▶ **Text section**:
↓↓↓
Amondi, Joan
AIDS: A new pandemic leading to new medical and political practices
- CRASH – La Fondation MSF,
2011.
It seemed appropriate to assemble these texts now, at a time when the history of our AIDS missions is compelling us to formulate new goals. Until 1996, all we could do was to try to prevent and treat some of the opportunistic infections. Since then, the advent and large-scale distribution of antiretroviral drugs have turned the HIV field upside down, and the new drugs have brought new questions. At what stage of the infection should we start prescribing antiretroviral therapy? What should we do to ensure that every patient who needs treatment can get it, when millions still don't have access? How can we reduce the number of new cases? Can the epidemic be controlled in places where the HIV prevalence is very high? The first text is taken from a book on medical innovation in the specific context of humanitarian situations. It looks at the different attitudes adopted by MSF over the years in response to human immunodeficiency virus (HIV) epidemics, starting in the early 1980s and stopping at the end of the first decade of the 2000s, when millions of patients worldwide began receiving antiretroviral therapy. The second text picks up the thread of that story, but this time at the field project level, in the Homa Bay district of Kenya. The last two texts offer an anthropological perspective on two issues discussed among the Homa Bay project teams: how caregiver team analyses connect the local culture to the spread of the epidemic, and the conditions for patient access to HIV diagnosis and treatment. To this selection we have added a DVD with five films showing the different steps taken to implement preventive and curative treatments in Malawi since the early 2000s. A sixth documentary looks at issues of antiretroviral access in low-income countries from a political and economic perspective.
↑↑↑
▶ **Available data**:
↓↓↓
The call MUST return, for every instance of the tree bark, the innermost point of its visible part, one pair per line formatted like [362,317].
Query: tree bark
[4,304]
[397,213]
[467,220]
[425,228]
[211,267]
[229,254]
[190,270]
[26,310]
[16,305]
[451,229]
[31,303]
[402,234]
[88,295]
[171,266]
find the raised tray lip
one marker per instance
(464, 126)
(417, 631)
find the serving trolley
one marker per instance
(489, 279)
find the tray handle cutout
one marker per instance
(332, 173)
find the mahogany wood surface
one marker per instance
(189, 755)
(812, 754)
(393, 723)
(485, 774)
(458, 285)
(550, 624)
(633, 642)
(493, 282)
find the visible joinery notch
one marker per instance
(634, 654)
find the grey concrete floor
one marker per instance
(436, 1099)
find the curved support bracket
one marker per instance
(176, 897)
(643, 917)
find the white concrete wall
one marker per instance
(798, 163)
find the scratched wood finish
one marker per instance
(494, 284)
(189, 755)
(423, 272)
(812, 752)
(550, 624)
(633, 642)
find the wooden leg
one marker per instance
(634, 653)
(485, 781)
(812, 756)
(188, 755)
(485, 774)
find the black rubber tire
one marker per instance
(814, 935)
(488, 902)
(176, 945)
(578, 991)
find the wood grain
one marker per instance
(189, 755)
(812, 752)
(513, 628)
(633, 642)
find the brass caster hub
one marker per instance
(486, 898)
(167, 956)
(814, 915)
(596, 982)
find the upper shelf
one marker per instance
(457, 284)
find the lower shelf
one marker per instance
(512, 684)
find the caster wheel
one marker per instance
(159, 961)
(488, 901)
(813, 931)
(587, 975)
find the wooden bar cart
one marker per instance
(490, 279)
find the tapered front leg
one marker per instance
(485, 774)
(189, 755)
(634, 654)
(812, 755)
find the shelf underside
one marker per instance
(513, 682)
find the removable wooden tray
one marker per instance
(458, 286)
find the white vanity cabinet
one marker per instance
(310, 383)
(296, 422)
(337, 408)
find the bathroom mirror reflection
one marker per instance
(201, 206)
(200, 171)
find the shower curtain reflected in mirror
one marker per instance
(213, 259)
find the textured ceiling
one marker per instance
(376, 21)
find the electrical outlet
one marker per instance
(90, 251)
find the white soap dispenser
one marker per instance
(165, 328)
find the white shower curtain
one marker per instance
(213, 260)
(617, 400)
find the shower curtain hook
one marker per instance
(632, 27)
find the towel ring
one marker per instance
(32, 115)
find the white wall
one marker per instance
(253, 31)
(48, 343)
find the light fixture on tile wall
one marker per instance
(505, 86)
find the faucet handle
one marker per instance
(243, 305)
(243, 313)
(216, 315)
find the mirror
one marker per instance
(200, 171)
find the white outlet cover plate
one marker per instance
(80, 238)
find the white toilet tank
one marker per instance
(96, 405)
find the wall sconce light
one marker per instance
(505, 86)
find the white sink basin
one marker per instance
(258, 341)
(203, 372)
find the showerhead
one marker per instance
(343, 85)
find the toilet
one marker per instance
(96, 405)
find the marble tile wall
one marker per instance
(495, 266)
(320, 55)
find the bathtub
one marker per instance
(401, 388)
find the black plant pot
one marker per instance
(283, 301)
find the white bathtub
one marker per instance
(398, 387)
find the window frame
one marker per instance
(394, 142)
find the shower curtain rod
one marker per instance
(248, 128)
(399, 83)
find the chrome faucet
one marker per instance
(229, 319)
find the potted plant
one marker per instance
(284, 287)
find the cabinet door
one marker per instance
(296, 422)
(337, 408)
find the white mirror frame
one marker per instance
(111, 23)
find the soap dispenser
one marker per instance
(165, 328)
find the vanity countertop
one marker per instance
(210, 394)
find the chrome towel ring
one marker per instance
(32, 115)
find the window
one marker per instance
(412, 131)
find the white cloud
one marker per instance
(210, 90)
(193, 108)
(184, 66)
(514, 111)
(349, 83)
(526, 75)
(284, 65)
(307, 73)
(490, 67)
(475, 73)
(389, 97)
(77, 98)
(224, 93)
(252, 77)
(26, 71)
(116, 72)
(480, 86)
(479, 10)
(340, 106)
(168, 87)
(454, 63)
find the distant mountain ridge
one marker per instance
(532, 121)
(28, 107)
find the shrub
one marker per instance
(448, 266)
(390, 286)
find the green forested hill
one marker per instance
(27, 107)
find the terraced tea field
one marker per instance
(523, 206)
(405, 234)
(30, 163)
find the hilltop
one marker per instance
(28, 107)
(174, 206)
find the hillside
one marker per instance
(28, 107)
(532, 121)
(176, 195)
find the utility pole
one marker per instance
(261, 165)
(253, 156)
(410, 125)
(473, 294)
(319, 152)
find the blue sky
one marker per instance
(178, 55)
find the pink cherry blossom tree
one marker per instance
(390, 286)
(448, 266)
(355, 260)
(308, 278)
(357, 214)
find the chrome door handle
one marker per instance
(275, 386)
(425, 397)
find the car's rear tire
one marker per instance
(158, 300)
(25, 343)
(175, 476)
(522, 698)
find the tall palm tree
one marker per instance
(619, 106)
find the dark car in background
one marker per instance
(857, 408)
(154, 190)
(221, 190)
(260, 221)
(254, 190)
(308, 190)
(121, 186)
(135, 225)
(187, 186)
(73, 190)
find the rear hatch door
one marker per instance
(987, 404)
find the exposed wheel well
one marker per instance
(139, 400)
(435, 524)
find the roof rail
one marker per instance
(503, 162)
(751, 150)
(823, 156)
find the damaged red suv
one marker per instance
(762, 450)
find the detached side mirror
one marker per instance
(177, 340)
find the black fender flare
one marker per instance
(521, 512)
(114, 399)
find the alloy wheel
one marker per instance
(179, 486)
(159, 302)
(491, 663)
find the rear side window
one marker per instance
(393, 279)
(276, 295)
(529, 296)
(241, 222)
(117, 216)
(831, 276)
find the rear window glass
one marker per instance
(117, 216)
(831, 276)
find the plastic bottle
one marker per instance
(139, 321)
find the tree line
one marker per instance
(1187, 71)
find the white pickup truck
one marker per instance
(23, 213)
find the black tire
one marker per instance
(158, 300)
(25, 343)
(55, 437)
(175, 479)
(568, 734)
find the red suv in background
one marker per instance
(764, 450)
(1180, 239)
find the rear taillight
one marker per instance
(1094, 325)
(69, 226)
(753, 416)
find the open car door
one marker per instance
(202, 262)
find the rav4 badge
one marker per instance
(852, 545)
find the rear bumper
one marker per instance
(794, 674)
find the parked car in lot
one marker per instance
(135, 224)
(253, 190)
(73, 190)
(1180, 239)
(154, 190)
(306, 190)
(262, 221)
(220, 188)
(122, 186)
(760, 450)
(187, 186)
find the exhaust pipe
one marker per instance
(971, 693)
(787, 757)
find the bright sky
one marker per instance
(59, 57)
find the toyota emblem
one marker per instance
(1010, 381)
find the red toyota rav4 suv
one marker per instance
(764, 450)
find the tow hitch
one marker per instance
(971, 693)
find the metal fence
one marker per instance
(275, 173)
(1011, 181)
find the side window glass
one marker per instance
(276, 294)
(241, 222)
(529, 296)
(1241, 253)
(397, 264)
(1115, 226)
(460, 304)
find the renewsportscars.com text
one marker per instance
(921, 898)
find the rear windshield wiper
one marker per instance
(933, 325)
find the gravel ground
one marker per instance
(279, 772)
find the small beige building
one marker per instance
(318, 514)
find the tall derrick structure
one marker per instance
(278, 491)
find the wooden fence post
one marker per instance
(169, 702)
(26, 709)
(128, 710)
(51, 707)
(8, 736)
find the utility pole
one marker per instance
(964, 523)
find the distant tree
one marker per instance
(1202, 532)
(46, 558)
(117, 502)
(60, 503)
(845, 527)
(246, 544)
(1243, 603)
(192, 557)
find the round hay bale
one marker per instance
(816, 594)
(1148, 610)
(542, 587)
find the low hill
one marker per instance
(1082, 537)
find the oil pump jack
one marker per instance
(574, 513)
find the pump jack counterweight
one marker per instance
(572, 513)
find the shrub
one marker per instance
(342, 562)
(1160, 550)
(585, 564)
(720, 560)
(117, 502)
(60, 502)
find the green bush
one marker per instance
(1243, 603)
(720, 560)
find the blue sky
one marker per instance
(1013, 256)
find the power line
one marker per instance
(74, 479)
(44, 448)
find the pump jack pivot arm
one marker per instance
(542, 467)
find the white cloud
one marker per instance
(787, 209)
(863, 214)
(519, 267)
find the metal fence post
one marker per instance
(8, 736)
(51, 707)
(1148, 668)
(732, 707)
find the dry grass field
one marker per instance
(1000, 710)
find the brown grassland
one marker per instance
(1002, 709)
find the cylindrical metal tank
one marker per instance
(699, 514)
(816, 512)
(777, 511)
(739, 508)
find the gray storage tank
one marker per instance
↑↑↑
▶ **What you should do**:
Answer from the text on the AIDS collection:
1. Until what year could the missions only try to prevent and treat some of the opportunistic infections?
2. In what district of Kenya is the field project covered by the second text?
3. How many films on the DVD show steps taken in Malawi?

▶ **Result below**:
1. 1996
2. Homa Bay
3. Five